Your instructions:
Write out exactly the line containing "Target: shed wooden wall" along with each line that follows it in the records below, and no others.

Excerpted records:
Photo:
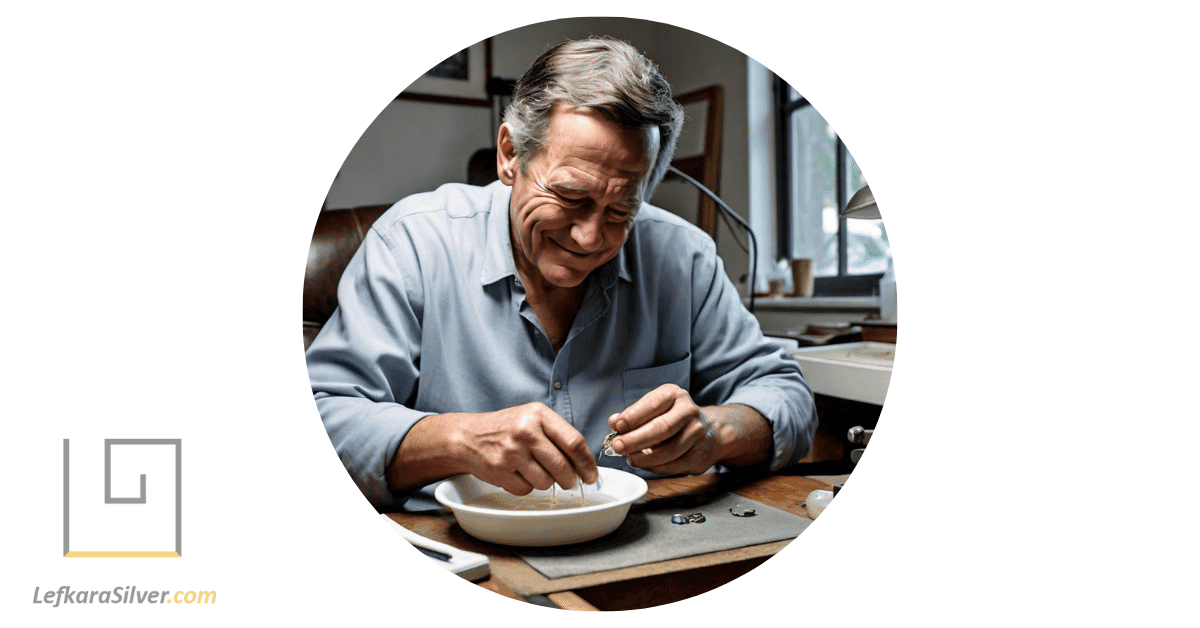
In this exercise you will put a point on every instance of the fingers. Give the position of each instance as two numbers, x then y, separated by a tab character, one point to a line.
570	458
531	447
654	419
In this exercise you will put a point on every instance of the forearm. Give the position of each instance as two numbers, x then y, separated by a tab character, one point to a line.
430	452
744	435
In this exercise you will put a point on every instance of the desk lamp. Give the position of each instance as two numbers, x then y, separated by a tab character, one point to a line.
862	205
726	214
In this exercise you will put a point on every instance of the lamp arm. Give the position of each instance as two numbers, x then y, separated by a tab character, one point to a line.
739	220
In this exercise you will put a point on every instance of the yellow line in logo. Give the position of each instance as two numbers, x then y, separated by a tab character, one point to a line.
123	555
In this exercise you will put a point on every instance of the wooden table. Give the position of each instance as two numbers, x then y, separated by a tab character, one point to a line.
641	586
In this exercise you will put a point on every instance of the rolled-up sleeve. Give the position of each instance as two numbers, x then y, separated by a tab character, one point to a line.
735	364
364	364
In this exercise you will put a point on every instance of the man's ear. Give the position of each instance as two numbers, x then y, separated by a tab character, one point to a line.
507	162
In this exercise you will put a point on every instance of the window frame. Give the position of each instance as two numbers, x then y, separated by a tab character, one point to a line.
844	283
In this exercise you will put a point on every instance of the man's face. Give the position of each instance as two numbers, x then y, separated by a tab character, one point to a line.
574	205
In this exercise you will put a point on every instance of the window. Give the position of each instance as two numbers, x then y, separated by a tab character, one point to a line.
816	178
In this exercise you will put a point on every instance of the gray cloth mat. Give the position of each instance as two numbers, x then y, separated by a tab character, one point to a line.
648	536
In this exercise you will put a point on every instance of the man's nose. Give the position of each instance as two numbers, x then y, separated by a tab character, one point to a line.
587	232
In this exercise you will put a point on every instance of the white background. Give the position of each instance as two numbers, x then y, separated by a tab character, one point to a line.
163	166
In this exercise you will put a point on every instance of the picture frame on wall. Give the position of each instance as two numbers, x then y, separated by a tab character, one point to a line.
459	79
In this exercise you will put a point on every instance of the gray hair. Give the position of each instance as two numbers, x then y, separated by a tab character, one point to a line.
605	75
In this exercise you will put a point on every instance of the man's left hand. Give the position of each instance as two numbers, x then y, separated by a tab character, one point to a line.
667	432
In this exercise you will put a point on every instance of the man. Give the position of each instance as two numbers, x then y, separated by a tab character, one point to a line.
505	330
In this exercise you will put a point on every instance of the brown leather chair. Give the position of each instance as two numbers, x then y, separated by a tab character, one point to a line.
335	239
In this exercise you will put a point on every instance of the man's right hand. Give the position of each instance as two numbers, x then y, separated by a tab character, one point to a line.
517	449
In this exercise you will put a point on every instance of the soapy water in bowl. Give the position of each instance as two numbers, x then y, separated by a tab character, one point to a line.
539	501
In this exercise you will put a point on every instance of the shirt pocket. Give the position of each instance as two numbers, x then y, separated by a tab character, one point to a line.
639	382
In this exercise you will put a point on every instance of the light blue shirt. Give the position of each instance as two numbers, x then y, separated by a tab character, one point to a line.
432	318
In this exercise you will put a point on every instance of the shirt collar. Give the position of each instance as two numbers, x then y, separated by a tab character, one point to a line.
498	261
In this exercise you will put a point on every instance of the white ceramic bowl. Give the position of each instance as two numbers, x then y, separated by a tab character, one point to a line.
533	528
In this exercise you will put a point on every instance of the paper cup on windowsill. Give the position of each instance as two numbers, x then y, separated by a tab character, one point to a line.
803	281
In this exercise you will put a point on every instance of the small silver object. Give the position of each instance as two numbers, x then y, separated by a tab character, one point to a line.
742	512
606	448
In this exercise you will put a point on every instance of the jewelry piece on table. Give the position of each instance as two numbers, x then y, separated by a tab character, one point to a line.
737	510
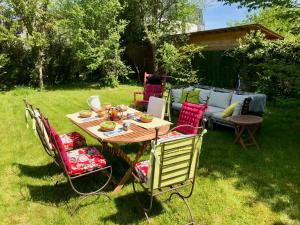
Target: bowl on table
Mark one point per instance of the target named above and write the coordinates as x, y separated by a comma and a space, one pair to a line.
123, 108
107, 106
102, 112
85, 113
107, 126
146, 118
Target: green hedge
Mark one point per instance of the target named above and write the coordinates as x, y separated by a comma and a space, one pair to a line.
216, 69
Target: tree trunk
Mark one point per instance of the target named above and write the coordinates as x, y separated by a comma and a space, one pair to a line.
40, 62
153, 50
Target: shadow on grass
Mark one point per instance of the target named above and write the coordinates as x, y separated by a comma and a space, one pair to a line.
272, 171
81, 85
39, 171
129, 211
62, 192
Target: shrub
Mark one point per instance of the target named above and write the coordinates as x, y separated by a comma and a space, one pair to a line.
272, 67
177, 62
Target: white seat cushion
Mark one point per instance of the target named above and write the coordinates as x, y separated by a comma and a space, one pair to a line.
176, 106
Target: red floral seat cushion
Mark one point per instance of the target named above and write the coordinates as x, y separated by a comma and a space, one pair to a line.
72, 140
142, 170
85, 159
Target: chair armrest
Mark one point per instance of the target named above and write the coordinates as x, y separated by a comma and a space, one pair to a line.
137, 93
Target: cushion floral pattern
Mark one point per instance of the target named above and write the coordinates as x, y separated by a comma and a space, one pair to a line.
142, 170
72, 140
85, 159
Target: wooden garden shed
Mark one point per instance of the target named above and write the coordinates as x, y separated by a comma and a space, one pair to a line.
227, 38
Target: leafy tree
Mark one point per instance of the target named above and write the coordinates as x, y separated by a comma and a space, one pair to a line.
27, 22
93, 29
255, 4
268, 66
154, 20
283, 20
177, 61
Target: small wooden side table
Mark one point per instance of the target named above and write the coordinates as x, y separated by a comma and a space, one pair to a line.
245, 123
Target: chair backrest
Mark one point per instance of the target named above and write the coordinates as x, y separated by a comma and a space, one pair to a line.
175, 161
57, 144
38, 126
156, 107
190, 114
146, 75
155, 90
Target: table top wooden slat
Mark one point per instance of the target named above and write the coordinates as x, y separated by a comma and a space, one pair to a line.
138, 134
246, 119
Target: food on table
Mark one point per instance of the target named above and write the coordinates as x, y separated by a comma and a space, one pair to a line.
107, 126
102, 112
107, 106
123, 108
146, 118
85, 113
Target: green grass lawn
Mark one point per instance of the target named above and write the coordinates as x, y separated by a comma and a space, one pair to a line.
233, 186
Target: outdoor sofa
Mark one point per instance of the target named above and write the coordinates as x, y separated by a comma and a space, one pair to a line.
218, 100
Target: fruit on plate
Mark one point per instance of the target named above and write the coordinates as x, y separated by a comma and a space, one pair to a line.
107, 106
123, 108
108, 126
101, 112
85, 113
146, 118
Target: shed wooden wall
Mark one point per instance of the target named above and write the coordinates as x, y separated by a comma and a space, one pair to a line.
216, 41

Response box:
Target: shed wooden wall
Mark one point per instance of the target named above and write the coordinates as x, y separated by a comma and a space, one pair to a line.
216, 41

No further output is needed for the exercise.